### DIRECTIONS
Reproduce verbatim the portion of the rows below that opens with the line containing "Where can the gloved" and continues through the end of the rows, with both ends included.

>>

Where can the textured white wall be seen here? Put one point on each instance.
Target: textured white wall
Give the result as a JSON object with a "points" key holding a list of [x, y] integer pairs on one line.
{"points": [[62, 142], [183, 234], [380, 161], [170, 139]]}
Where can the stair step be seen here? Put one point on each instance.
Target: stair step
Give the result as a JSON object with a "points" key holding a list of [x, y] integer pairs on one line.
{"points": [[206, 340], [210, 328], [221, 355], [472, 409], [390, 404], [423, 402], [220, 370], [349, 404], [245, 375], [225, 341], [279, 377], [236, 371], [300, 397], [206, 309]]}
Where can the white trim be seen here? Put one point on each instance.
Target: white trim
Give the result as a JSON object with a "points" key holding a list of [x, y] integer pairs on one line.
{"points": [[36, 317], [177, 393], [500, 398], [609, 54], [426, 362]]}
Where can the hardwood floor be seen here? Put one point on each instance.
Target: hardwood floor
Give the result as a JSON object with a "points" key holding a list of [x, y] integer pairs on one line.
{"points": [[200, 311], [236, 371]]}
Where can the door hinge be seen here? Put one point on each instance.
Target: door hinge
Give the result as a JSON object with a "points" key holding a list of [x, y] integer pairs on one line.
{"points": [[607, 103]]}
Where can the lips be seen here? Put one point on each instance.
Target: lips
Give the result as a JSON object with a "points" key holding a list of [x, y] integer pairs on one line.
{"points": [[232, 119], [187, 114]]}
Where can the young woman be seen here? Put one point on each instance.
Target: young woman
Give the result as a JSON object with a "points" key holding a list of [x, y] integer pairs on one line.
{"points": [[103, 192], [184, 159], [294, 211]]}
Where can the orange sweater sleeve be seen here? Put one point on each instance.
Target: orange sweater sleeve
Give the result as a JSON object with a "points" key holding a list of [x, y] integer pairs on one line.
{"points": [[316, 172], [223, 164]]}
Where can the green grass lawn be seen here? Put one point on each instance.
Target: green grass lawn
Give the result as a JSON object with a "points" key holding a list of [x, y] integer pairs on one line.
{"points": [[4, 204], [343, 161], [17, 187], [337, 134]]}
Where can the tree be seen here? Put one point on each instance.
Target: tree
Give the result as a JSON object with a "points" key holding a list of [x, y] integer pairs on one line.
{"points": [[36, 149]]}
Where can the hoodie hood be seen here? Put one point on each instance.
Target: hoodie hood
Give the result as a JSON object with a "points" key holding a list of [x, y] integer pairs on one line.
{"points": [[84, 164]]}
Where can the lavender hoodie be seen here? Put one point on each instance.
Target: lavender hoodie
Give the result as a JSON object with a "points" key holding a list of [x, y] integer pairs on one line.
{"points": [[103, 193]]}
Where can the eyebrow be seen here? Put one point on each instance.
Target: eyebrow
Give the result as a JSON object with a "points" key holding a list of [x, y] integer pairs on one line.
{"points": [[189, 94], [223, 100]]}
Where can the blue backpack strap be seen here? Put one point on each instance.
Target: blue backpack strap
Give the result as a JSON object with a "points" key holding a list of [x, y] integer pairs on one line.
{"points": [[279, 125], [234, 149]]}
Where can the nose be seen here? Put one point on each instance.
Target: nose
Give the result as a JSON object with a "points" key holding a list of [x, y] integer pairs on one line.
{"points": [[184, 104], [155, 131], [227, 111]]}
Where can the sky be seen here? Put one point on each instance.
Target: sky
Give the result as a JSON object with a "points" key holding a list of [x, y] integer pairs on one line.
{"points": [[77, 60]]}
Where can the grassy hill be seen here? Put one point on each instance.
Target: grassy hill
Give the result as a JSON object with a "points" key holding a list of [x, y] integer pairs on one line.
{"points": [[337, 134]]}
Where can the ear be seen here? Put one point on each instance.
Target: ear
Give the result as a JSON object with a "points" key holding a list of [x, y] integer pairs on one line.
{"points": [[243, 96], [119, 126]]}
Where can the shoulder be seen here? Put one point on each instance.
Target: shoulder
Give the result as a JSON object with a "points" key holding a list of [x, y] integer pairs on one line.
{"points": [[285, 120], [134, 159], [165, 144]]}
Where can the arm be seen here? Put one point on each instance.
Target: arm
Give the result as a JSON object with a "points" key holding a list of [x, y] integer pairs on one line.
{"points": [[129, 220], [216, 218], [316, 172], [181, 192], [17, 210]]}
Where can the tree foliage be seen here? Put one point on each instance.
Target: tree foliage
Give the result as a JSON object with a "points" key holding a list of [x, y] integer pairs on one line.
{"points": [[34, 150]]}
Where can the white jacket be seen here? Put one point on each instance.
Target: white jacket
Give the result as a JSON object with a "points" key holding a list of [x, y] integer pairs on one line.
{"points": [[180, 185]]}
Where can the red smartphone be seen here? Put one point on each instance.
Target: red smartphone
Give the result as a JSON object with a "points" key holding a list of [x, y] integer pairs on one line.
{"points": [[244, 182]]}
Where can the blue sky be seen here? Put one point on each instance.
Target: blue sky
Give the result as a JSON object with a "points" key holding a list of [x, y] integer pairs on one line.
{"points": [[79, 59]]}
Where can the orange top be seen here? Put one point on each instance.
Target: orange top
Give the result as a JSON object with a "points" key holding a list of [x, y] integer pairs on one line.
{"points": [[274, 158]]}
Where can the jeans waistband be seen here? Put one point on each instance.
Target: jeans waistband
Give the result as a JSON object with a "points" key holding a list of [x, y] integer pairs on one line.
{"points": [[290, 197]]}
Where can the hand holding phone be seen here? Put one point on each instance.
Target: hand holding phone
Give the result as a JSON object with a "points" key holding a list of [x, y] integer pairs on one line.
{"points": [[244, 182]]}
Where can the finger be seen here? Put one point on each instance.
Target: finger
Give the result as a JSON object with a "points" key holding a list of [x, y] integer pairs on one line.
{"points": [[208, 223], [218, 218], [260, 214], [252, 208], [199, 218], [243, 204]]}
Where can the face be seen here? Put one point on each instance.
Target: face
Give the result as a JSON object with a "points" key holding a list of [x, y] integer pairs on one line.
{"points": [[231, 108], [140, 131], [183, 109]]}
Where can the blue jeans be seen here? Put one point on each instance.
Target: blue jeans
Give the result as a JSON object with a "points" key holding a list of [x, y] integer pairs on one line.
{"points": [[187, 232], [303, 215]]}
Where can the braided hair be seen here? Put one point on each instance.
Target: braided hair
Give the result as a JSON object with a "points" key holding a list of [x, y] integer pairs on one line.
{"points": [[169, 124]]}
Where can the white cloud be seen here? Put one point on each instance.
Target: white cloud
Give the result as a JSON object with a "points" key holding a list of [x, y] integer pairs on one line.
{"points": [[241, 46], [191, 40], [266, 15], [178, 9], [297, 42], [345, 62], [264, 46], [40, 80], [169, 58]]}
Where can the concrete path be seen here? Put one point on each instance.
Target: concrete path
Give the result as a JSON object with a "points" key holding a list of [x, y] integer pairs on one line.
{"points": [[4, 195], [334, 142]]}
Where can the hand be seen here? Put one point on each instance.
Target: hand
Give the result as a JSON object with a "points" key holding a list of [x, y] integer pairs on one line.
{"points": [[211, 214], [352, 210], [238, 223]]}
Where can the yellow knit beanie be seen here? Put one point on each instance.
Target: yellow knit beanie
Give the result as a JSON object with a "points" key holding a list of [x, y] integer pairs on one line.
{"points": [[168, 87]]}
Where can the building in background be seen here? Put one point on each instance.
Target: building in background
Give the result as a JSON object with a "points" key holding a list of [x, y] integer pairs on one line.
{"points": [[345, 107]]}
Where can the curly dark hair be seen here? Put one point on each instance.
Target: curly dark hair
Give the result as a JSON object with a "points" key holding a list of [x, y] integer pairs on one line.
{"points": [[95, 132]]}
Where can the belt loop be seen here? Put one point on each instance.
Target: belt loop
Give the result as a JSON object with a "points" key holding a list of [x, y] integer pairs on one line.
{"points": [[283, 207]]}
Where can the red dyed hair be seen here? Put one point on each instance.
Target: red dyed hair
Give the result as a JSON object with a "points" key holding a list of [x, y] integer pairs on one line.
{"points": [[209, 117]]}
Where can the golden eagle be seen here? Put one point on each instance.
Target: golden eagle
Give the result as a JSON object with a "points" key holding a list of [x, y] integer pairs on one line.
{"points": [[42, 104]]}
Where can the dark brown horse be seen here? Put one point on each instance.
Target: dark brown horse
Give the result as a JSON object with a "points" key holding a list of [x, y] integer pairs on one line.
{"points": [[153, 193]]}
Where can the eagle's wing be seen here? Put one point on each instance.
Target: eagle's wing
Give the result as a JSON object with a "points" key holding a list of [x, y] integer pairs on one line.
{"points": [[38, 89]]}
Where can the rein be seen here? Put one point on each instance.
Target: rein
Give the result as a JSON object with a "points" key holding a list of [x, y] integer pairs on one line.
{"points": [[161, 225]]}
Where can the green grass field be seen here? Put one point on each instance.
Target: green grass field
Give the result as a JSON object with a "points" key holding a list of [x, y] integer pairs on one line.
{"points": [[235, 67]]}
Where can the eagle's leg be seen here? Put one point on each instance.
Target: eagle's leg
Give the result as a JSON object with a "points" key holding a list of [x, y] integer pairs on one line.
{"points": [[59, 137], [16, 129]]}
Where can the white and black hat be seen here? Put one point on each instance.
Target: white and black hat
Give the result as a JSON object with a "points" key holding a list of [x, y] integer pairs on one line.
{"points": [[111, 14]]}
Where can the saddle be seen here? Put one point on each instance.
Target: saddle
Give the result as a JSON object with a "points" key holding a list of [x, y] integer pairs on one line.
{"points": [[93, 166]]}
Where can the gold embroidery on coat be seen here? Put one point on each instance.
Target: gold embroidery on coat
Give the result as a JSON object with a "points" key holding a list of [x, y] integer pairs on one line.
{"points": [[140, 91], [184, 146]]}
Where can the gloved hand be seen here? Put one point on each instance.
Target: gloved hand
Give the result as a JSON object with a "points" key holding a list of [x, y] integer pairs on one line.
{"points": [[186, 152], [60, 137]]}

<<

### SOLUTION TO THE EXERCISE
Where can the gloved hand be seen here? Put one point on each instance.
Target: gloved hand
Give the result as a JSON object with a "points" key holding a list of [x, y] integer pairs on one line.
{"points": [[186, 152], [60, 137]]}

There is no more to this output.